>> begin Source data

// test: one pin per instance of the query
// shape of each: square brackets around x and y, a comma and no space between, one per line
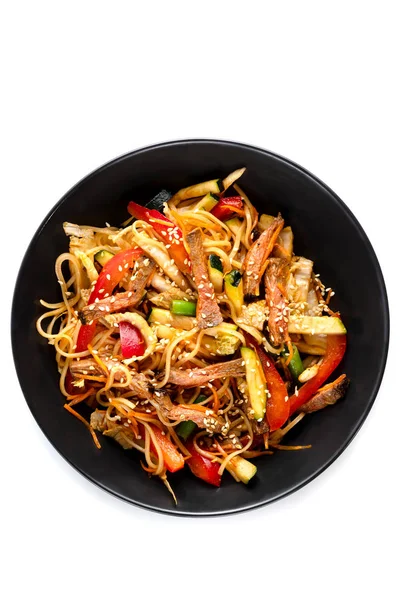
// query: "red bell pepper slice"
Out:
[203,467]
[132,342]
[173,459]
[278,406]
[110,276]
[335,349]
[226,208]
[170,233]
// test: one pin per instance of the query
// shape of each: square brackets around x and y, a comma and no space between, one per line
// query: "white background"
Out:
[83,82]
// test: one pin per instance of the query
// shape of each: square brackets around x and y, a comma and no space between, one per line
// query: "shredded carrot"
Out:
[80,397]
[239,211]
[282,289]
[216,403]
[86,423]
[96,357]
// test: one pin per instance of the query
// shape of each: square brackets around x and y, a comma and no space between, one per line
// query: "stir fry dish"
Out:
[193,333]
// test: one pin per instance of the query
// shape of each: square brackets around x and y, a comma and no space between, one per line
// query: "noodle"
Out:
[129,386]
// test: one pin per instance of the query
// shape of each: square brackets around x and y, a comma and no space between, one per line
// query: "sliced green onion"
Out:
[183,307]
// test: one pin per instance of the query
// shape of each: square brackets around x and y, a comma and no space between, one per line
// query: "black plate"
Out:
[325,230]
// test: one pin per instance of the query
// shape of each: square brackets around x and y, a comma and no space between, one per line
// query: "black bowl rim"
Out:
[368,248]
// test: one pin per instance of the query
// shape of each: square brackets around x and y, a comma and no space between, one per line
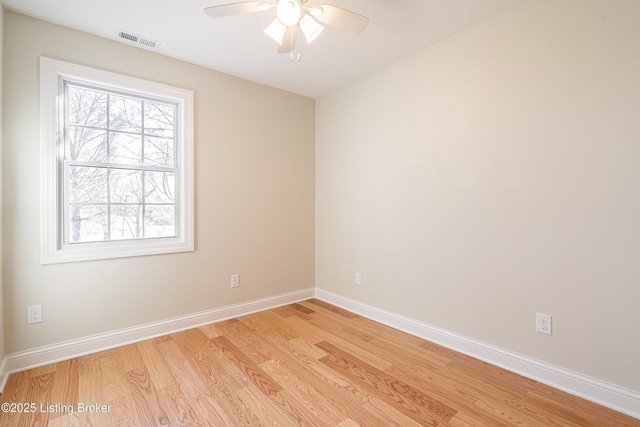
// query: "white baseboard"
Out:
[29,359]
[4,375]
[600,392]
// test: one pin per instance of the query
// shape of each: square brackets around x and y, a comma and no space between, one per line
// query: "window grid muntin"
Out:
[67,163]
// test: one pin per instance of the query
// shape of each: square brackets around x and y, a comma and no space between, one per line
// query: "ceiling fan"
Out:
[293,16]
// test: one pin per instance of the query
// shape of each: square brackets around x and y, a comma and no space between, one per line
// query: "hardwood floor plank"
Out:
[155,364]
[250,369]
[149,408]
[306,364]
[410,401]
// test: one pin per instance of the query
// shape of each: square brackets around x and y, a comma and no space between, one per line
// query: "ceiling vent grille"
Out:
[139,40]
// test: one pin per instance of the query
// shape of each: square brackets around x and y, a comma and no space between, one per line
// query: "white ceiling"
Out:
[236,45]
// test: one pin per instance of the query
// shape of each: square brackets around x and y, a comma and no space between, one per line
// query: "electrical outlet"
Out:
[543,323]
[235,280]
[34,314]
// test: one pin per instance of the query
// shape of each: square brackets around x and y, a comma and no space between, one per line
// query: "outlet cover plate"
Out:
[34,314]
[543,323]
[235,280]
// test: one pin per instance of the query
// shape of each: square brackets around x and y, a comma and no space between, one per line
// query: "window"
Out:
[117,162]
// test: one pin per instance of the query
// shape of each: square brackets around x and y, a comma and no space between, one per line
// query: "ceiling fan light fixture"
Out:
[276,30]
[289,12]
[310,28]
[264,6]
[316,11]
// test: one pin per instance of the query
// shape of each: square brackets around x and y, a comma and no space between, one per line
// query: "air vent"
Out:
[136,39]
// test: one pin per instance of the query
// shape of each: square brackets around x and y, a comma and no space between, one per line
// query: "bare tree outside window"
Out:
[119,166]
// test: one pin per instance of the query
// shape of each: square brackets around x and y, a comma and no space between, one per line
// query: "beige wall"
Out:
[254,198]
[2,310]
[493,176]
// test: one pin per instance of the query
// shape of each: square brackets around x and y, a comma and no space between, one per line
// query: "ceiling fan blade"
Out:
[231,9]
[339,18]
[289,40]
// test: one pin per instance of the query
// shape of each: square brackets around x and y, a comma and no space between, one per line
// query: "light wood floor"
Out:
[308,364]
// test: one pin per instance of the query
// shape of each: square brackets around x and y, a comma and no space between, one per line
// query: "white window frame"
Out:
[53,250]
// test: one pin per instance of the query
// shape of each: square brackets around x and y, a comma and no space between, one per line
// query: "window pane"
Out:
[87,223]
[125,114]
[160,221]
[87,107]
[159,187]
[126,222]
[125,186]
[86,144]
[158,119]
[158,152]
[125,148]
[87,184]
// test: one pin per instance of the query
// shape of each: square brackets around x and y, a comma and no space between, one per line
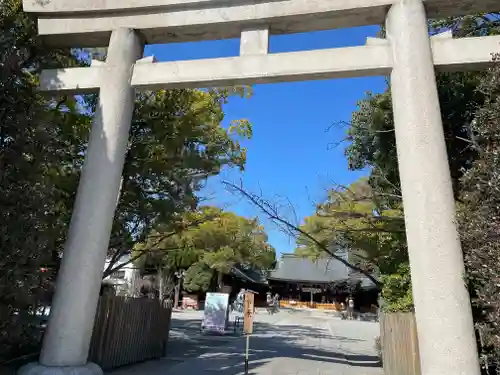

>> end Source data

> _The task_:
Which lines in the entries contain the word "plate"? Pick out each of them, treating case as significant.

> _Exercise answer_:
// query: "black plate"
// query: "outlet cover plate"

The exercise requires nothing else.